Problem: Copy out, without alteration, everything in the items below from the line containing "Within the image above, is any interior" down to the line containing "[0, 535, 1274, 894]", including both of those lines.

Dataset rows:
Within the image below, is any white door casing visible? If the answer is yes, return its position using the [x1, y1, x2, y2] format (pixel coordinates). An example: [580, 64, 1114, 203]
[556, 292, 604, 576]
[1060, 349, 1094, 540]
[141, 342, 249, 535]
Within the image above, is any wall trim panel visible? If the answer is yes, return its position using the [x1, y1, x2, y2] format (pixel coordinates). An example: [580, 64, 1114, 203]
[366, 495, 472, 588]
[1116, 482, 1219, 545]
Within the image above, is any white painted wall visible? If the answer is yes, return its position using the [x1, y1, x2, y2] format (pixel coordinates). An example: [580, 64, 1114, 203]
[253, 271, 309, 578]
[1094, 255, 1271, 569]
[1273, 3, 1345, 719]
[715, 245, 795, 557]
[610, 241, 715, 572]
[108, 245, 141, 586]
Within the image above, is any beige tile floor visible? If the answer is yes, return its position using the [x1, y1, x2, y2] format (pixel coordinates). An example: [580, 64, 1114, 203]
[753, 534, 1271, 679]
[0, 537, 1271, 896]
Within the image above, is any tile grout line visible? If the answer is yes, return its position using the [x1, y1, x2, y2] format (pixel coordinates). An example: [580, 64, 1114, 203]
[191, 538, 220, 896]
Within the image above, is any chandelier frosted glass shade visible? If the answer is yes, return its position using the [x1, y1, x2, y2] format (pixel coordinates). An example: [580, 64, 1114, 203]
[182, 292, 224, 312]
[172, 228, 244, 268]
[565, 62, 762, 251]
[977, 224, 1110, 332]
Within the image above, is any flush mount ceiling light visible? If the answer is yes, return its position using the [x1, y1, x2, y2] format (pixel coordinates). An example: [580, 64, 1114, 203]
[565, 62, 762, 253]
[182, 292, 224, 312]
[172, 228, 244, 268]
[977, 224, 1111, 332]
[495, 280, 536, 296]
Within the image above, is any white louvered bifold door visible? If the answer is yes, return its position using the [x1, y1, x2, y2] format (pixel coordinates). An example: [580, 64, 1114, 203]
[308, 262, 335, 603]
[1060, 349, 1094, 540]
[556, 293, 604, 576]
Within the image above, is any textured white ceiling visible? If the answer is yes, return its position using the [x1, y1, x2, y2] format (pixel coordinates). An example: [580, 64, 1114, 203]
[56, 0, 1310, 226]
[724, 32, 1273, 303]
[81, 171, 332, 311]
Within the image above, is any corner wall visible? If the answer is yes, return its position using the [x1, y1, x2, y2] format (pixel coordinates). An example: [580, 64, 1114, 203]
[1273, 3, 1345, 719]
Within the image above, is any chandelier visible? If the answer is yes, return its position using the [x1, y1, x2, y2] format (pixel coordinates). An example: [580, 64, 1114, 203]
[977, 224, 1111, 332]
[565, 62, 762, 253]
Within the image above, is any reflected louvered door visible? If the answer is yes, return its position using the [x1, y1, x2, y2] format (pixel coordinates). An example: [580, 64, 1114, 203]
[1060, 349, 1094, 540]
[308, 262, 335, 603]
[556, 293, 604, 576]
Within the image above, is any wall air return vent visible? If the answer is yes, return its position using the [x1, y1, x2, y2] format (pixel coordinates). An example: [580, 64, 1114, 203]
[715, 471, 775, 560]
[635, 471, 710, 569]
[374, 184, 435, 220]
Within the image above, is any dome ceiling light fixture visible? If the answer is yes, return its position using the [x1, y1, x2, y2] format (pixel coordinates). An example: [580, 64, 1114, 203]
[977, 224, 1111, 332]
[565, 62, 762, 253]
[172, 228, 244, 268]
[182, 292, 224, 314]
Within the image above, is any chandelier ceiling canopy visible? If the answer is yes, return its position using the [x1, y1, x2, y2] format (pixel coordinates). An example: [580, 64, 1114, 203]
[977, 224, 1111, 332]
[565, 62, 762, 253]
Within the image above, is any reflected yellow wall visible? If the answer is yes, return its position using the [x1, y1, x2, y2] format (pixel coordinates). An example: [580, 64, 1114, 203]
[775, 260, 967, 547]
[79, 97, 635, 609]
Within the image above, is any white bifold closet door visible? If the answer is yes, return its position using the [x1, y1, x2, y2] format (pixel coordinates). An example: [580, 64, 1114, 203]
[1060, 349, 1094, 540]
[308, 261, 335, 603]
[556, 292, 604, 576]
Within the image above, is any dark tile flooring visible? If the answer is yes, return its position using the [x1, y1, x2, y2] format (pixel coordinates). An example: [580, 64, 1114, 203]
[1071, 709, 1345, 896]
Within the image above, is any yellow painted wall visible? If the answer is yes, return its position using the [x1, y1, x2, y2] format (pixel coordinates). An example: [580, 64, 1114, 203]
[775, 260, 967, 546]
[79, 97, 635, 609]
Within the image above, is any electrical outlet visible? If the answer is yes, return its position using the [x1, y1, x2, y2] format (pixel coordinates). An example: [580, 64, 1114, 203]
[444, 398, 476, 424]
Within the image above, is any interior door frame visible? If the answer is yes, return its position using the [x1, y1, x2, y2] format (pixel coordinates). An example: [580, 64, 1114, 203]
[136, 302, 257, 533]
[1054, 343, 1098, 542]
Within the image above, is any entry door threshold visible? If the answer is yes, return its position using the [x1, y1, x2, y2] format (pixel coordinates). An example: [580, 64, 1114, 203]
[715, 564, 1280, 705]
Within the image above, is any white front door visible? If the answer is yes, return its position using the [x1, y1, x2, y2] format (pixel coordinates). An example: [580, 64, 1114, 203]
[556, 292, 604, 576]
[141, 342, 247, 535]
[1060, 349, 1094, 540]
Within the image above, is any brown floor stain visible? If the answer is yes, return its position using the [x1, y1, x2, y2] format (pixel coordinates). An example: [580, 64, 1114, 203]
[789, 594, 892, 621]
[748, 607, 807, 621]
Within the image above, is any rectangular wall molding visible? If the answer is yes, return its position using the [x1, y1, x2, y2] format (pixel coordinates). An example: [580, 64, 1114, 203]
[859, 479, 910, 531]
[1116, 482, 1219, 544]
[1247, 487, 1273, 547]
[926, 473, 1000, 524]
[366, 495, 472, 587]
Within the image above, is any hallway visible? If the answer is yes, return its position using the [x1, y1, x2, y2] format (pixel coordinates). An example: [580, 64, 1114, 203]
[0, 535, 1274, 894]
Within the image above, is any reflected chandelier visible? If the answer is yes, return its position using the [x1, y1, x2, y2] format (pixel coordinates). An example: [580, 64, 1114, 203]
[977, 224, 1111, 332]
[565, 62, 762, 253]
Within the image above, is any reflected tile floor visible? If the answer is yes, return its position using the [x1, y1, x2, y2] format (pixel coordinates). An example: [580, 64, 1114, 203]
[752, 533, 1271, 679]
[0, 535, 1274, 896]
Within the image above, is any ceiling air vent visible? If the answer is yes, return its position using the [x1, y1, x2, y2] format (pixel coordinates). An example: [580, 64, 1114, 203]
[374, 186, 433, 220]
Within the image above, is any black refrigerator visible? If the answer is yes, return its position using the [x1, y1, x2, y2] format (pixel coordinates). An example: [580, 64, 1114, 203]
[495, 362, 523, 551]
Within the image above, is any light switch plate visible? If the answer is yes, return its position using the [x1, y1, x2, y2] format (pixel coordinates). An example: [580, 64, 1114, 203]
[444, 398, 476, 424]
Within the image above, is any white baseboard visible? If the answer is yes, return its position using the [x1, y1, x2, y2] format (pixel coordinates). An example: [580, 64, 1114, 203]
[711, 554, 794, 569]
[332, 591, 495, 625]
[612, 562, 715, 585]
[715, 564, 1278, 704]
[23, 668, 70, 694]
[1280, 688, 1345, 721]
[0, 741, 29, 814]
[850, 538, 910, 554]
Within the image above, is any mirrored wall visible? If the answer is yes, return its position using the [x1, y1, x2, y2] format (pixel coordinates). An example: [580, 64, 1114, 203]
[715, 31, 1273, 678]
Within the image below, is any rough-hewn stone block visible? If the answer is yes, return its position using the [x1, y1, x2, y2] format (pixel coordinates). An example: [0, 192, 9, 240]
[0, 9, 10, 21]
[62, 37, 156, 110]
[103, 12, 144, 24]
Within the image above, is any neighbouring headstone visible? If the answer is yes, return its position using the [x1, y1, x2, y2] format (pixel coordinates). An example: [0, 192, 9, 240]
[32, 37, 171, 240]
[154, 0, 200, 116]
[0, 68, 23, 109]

Solution for this problem:
Within the image above, is any interior door frame visible? If the answer is yes, return its position using the [x1, y1, x2, y2] format (pixel coordinates). An example: [580, 64, 1114, 203]
[136, 302, 257, 533]
[1054, 343, 1098, 542]
Within the image above, is any entry door threshold visible? If the answer is yes, return its position using the [x1, y1, x2, y2] format (pixel coordinates). An example: [580, 64, 1114, 203]
[715, 564, 1280, 705]
Within the image above, is any white front door visible? If the answer is yes, return its position using the [x1, y1, x2, y2] format (pixel coordinates). An example: [580, 64, 1114, 203]
[556, 292, 604, 576]
[141, 342, 247, 535]
[1060, 349, 1094, 540]
Within the image above, is any brown floor stain visible? If the answer is yes, return its position using the [x1, y1, x2, y2] format (pixel coordinates). An example: [580, 64, 1114, 203]
[789, 594, 892, 621]
[748, 607, 807, 621]
Within the image above, is any rectangular wall molding visible? If the answer is yes, return its position using the [x1, y1, x2, y2] format (pixel coordinates). An example: [580, 64, 1114, 203]
[859, 479, 910, 531]
[1116, 482, 1219, 544]
[1247, 487, 1273, 547]
[926, 473, 1000, 524]
[366, 495, 472, 587]
Within the image above, is any hallway visible? If the answer is yes, return its position using the [x1, y1, x2, y2] format (pixel coordinates). An example: [580, 64, 1114, 203]
[0, 535, 1274, 894]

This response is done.